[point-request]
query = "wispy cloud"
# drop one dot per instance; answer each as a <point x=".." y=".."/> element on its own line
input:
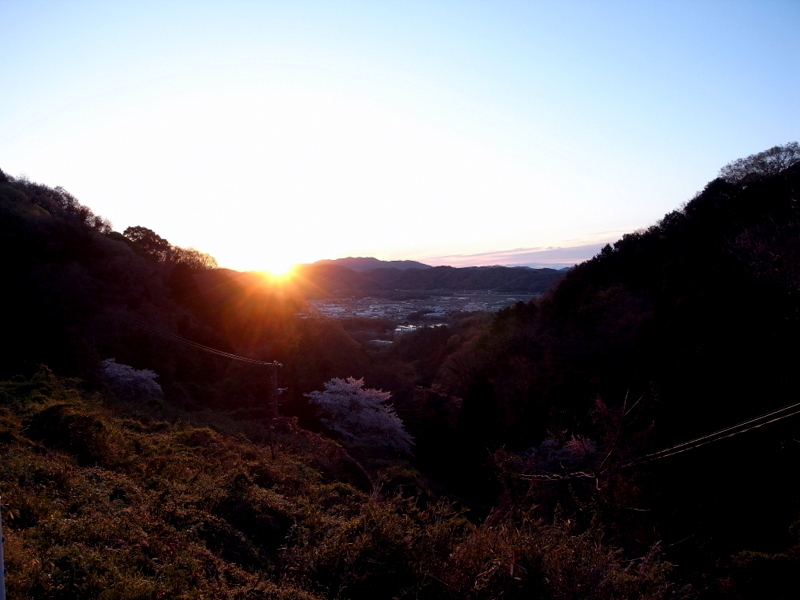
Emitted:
<point x="552" y="256"/>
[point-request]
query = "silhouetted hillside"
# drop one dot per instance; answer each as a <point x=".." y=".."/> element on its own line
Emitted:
<point x="674" y="332"/>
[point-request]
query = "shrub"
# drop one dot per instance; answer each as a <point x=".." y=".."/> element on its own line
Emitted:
<point x="128" y="382"/>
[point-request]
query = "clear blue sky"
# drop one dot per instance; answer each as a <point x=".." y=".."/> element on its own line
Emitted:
<point x="266" y="132"/>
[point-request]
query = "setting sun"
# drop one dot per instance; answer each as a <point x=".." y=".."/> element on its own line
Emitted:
<point x="278" y="269"/>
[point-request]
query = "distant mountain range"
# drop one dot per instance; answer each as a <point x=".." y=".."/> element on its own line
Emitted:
<point x="370" y="276"/>
<point x="366" y="263"/>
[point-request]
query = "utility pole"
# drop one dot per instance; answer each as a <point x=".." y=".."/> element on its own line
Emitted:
<point x="272" y="401"/>
<point x="2" y="558"/>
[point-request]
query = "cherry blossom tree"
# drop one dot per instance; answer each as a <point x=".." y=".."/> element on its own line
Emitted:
<point x="128" y="382"/>
<point x="361" y="414"/>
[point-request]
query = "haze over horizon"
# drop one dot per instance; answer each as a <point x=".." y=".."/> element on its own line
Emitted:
<point x="449" y="133"/>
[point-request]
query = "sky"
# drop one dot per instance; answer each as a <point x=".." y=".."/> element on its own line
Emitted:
<point x="268" y="133"/>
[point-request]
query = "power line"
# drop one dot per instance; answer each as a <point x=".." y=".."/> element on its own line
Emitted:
<point x="176" y="338"/>
<point x="754" y="423"/>
<point x="715" y="436"/>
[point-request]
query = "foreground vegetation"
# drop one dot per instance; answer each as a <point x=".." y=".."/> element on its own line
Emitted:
<point x="109" y="499"/>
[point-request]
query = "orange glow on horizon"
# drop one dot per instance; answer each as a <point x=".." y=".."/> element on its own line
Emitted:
<point x="279" y="272"/>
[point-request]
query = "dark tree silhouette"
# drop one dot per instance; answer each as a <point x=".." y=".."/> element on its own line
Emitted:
<point x="764" y="164"/>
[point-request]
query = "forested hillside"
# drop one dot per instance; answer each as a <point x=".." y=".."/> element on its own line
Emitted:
<point x="546" y="441"/>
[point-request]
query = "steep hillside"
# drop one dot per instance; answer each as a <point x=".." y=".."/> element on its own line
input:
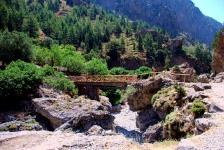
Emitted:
<point x="174" y="16"/>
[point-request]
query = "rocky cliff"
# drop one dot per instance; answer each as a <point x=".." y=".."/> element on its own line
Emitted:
<point x="218" y="57"/>
<point x="175" y="16"/>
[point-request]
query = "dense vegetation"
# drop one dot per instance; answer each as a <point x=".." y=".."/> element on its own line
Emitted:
<point x="84" y="40"/>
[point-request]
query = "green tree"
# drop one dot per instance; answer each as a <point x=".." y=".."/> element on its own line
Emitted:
<point x="4" y="15"/>
<point x="122" y="44"/>
<point x="19" y="79"/>
<point x="140" y="43"/>
<point x="15" y="45"/>
<point x="75" y="64"/>
<point x="96" y="67"/>
<point x="31" y="26"/>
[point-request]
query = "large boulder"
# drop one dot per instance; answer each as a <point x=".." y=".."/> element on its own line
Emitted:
<point x="219" y="77"/>
<point x="80" y="113"/>
<point x="153" y="134"/>
<point x="203" y="78"/>
<point x="44" y="140"/>
<point x="146" y="118"/>
<point x="203" y="124"/>
<point x="145" y="89"/>
<point x="184" y="69"/>
<point x="14" y="126"/>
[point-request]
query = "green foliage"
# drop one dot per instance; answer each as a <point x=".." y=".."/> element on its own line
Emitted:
<point x="113" y="95"/>
<point x="113" y="49"/>
<point x="118" y="71"/>
<point x="75" y="64"/>
<point x="130" y="90"/>
<point x="13" y="127"/>
<point x="96" y="67"/>
<point x="18" y="79"/>
<point x="154" y="98"/>
<point x="31" y="26"/>
<point x="15" y="45"/>
<point x="198" y="107"/>
<point x="180" y="90"/>
<point x="176" y="68"/>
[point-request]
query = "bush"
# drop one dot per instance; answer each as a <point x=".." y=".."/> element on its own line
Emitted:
<point x="198" y="108"/>
<point x="176" y="68"/>
<point x="96" y="67"/>
<point x="118" y="71"/>
<point x="180" y="90"/>
<point x="154" y="98"/>
<point x="113" y="95"/>
<point x="19" y="79"/>
<point x="129" y="91"/>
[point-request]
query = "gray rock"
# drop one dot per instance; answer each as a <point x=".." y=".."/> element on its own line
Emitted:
<point x="193" y="95"/>
<point x="219" y="77"/>
<point x="19" y="126"/>
<point x="141" y="99"/>
<point x="203" y="124"/>
<point x="153" y="134"/>
<point x="116" y="108"/>
<point x="80" y="113"/>
<point x="96" y="130"/>
<point x="198" y="87"/>
<point x="185" y="144"/>
<point x="203" y="78"/>
<point x="146" y="118"/>
<point x="217" y="106"/>
<point x="207" y="115"/>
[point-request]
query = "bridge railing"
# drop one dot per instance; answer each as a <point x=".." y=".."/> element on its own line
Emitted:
<point x="104" y="78"/>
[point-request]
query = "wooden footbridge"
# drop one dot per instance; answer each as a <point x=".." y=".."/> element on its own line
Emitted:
<point x="90" y="84"/>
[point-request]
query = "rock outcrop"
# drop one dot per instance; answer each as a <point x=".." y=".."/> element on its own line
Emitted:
<point x="183" y="69"/>
<point x="146" y="118"/>
<point x="43" y="140"/>
<point x="153" y="134"/>
<point x="14" y="126"/>
<point x="218" y="56"/>
<point x="80" y="113"/>
<point x="145" y="89"/>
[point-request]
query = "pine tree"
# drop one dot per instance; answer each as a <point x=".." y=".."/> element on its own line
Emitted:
<point x="31" y="26"/>
<point x="140" y="43"/>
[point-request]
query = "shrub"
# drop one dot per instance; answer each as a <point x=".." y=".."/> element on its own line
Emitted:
<point x="180" y="90"/>
<point x="129" y="91"/>
<point x="176" y="68"/>
<point x="198" y="108"/>
<point x="19" y="79"/>
<point x="13" y="127"/>
<point x="154" y="98"/>
<point x="96" y="67"/>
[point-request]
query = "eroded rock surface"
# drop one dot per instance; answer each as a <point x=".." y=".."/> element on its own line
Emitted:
<point x="44" y="140"/>
<point x="145" y="89"/>
<point x="75" y="113"/>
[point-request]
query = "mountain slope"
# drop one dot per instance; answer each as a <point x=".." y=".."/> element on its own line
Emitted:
<point x="174" y="16"/>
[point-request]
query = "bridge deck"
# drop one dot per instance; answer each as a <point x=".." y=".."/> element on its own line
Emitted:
<point x="103" y="78"/>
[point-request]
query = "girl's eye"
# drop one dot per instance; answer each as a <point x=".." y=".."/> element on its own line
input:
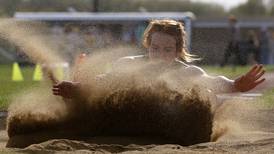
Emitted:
<point x="168" y="50"/>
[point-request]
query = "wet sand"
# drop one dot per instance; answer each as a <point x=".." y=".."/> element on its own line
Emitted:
<point x="256" y="136"/>
<point x="261" y="140"/>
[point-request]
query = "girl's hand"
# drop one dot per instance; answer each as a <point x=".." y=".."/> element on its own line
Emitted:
<point x="250" y="80"/>
<point x="66" y="89"/>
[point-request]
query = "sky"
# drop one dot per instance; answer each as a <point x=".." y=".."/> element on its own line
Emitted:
<point x="227" y="4"/>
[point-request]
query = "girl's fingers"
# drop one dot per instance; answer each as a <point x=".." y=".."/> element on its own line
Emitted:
<point x="251" y="71"/>
<point x="259" y="69"/>
<point x="259" y="75"/>
<point x="259" y="81"/>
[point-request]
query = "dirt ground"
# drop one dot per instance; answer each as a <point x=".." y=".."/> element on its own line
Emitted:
<point x="258" y="138"/>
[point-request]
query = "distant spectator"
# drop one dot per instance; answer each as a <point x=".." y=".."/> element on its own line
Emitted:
<point x="264" y="46"/>
<point x="233" y="42"/>
<point x="253" y="46"/>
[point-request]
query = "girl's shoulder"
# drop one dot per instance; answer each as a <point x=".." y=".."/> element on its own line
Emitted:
<point x="192" y="69"/>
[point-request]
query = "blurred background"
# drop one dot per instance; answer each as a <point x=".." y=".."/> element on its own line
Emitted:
<point x="209" y="32"/>
<point x="234" y="33"/>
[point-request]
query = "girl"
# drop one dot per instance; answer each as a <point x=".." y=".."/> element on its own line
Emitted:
<point x="165" y="40"/>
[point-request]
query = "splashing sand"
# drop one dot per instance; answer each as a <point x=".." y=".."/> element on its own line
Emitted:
<point x="127" y="101"/>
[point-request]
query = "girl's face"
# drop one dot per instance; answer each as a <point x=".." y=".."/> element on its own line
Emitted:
<point x="162" y="47"/>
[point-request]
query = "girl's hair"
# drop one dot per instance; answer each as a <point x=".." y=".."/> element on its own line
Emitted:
<point x="173" y="28"/>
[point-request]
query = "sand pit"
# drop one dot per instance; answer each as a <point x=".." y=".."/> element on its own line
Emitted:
<point x="129" y="111"/>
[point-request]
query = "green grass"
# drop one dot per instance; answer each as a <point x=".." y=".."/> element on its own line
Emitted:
<point x="232" y="72"/>
<point x="9" y="88"/>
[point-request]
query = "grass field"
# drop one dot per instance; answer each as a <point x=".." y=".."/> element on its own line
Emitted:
<point x="9" y="88"/>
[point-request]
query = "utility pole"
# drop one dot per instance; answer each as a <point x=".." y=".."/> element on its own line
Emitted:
<point x="95" y="5"/>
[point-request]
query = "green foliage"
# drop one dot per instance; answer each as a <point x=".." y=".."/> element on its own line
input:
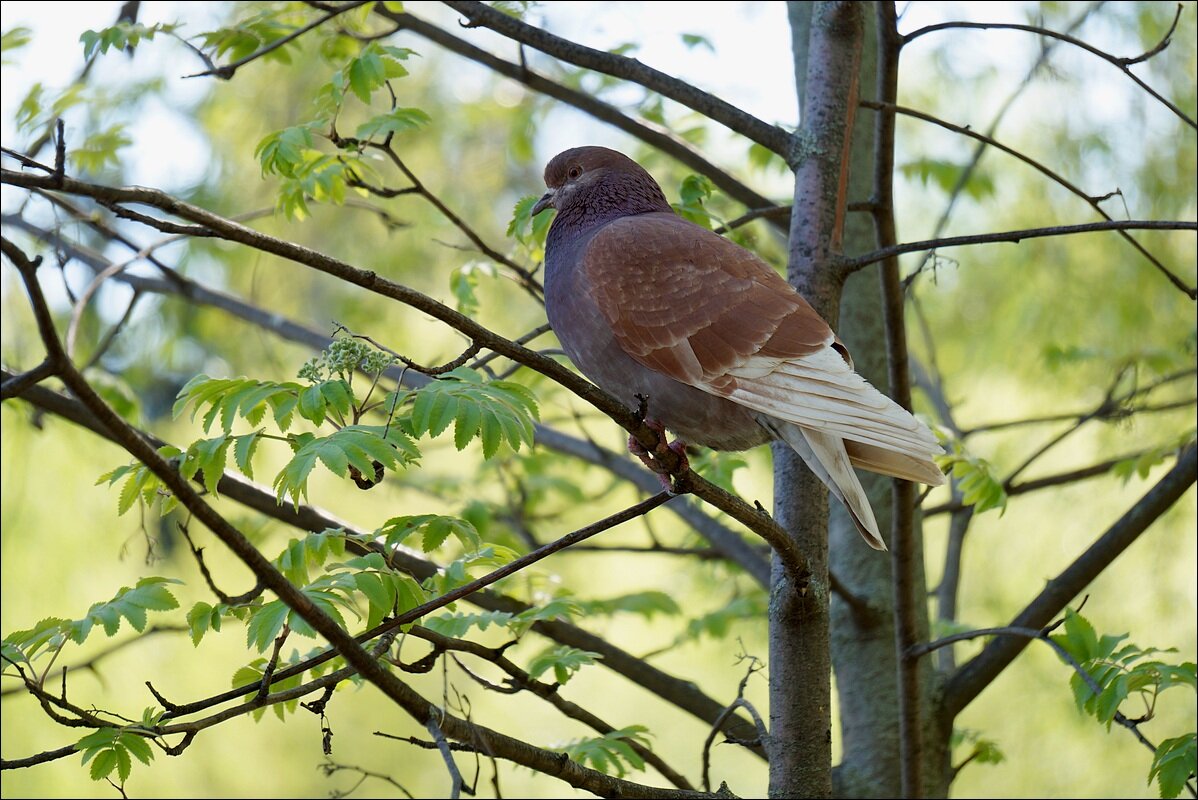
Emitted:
<point x="120" y="36"/>
<point x="693" y="193"/>
<point x="530" y="231"/>
<point x="358" y="447"/>
<point x="459" y="624"/>
<point x="464" y="280"/>
<point x="974" y="478"/>
<point x="492" y="411"/>
<point x="114" y="749"/>
<point x="100" y="150"/>
<point x="646" y="604"/>
<point x="14" y="38"/>
<point x="458" y="571"/>
<point x="563" y="660"/>
<point x="981" y="750"/>
<point x="1143" y="464"/>
<point x="436" y="529"/>
<point x="204" y="617"/>
<point x="392" y="122"/>
<point x="249" y="35"/>
<point x="131" y="604"/>
<point x="610" y="752"/>
<point x="309" y="174"/>
<point x="694" y="40"/>
<point x="1174" y="764"/>
<point x="1123" y="670"/>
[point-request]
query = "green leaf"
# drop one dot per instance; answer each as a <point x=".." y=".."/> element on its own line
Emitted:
<point x="494" y="411"/>
<point x="610" y="751"/>
<point x="397" y="121"/>
<point x="14" y="38"/>
<point x="1174" y="763"/>
<point x="563" y="660"/>
<point x="265" y="624"/>
<point x="975" y="478"/>
<point x="436" y="529"/>
<point x="694" y="40"/>
<point x="646" y="604"/>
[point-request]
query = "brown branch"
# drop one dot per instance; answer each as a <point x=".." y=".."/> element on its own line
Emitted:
<point x="652" y="134"/>
<point x="974" y="676"/>
<point x="367" y="665"/>
<point x="1120" y="64"/>
<point x="1190" y="291"/>
<point x="727" y="541"/>
<point x="521" y="680"/>
<point x="905" y="546"/>
<point x="800" y="685"/>
<point x="1041" y="635"/>
<point x="16" y="385"/>
<point x="756" y="520"/>
<point x="618" y="66"/>
<point x="228" y="71"/>
<point x="525" y="277"/>
<point x="1016" y="236"/>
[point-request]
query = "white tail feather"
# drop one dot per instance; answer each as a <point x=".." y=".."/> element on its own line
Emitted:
<point x="826" y="456"/>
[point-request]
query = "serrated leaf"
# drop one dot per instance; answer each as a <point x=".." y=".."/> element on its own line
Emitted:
<point x="265" y="624"/>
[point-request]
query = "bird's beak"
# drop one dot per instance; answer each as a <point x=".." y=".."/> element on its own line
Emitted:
<point x="546" y="201"/>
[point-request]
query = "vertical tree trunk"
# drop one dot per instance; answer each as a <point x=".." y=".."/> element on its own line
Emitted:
<point x="863" y="643"/>
<point x="799" y="658"/>
<point x="861" y="634"/>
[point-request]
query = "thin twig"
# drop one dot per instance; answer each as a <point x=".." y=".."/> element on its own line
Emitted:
<point x="1120" y="64"/>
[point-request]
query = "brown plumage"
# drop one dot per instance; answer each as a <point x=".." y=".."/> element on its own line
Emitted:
<point x="728" y="355"/>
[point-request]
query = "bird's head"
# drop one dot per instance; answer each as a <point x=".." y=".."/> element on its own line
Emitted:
<point x="590" y="181"/>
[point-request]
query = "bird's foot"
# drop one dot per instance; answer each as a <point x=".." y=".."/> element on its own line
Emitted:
<point x="652" y="458"/>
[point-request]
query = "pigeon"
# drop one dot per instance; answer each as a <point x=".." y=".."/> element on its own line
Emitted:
<point x="725" y="352"/>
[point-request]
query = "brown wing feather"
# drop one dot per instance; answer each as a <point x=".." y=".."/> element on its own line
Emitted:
<point x="693" y="304"/>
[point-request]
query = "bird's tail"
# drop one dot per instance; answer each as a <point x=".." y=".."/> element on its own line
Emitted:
<point x="826" y="455"/>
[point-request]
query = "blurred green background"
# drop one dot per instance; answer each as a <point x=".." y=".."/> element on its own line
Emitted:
<point x="1027" y="329"/>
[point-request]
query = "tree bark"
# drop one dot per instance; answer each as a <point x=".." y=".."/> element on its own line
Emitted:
<point x="827" y="53"/>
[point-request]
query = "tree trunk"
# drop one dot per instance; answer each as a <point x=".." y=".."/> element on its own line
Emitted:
<point x="863" y="642"/>
<point x="860" y="634"/>
<point x="799" y="658"/>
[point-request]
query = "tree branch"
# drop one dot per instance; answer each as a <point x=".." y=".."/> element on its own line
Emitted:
<point x="351" y="650"/>
<point x="974" y="676"/>
<point x="1120" y="64"/>
<point x="746" y="125"/>
<point x="755" y="519"/>
<point x="1190" y="291"/>
<point x="683" y="694"/>
<point x="228" y="71"/>
<point x="905" y="546"/>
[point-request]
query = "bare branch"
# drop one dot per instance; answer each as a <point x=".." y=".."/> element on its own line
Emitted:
<point x="1120" y="64"/>
<point x="399" y="692"/>
<point x="683" y="694"/>
<point x="755" y="519"/>
<point x="1017" y="236"/>
<point x="228" y="71"/>
<point x="1190" y="291"/>
<point x="767" y="135"/>
<point x="973" y="677"/>
<point x="654" y="135"/>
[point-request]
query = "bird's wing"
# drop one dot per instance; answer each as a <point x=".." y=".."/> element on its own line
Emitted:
<point x="708" y="313"/>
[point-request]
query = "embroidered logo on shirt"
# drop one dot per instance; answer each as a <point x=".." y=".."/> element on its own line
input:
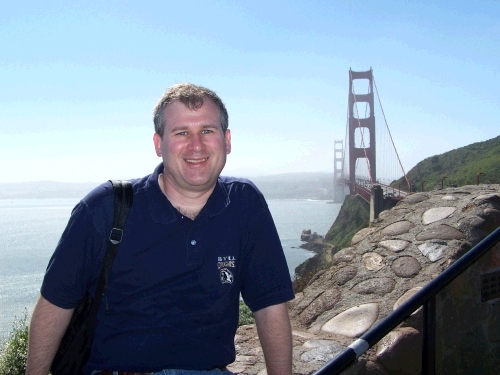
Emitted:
<point x="226" y="277"/>
<point x="223" y="264"/>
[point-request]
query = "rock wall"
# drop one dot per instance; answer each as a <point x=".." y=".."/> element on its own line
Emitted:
<point x="386" y="263"/>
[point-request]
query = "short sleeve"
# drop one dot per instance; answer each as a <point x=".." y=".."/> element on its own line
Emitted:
<point x="266" y="279"/>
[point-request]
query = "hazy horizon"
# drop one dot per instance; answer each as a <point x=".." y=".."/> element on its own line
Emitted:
<point x="81" y="79"/>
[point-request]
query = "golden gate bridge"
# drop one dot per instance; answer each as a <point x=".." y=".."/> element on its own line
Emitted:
<point x="370" y="164"/>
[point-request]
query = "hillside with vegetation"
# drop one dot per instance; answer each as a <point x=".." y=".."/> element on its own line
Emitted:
<point x="460" y="167"/>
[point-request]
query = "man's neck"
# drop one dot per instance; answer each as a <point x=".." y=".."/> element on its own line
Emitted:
<point x="189" y="206"/>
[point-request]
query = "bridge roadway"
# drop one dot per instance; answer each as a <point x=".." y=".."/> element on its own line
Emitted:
<point x="363" y="188"/>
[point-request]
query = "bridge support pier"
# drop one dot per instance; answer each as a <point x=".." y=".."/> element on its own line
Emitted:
<point x="376" y="201"/>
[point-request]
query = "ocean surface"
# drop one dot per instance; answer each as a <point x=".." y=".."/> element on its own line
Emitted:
<point x="30" y="229"/>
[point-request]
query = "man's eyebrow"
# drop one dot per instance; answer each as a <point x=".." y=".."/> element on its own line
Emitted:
<point x="186" y="127"/>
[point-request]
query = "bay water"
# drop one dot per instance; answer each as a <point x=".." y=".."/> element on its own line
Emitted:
<point x="30" y="230"/>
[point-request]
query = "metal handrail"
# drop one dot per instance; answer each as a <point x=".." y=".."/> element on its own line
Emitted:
<point x="425" y="296"/>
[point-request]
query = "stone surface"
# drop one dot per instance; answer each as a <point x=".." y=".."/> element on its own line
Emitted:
<point x="399" y="227"/>
<point x="432" y="250"/>
<point x="345" y="274"/>
<point x="316" y="343"/>
<point x="400" y="352"/>
<point x="405" y="297"/>
<point x="437" y="213"/>
<point x="354" y="321"/>
<point x="378" y="285"/>
<point x="361" y="235"/>
<point x="440" y="232"/>
<point x="322" y="303"/>
<point x="406" y="267"/>
<point x="471" y="327"/>
<point x="394" y="245"/>
<point x="373" y="261"/>
<point x="417" y="198"/>
<point x="322" y="353"/>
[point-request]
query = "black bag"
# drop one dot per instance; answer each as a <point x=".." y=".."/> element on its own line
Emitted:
<point x="74" y="349"/>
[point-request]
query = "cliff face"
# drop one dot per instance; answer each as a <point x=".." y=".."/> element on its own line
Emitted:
<point x="384" y="265"/>
<point x="353" y="216"/>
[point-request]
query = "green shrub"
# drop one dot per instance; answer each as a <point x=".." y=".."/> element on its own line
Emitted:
<point x="246" y="316"/>
<point x="13" y="350"/>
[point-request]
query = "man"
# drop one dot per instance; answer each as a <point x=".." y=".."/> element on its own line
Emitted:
<point x="192" y="243"/>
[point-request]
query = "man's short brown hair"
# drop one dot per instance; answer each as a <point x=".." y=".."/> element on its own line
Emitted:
<point x="191" y="96"/>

# # # #

Requirements: Identify every line in the rows above that contains the word "background", and copy each of those lines.

Reply:
query = "blurred background"
query = "blurred green background"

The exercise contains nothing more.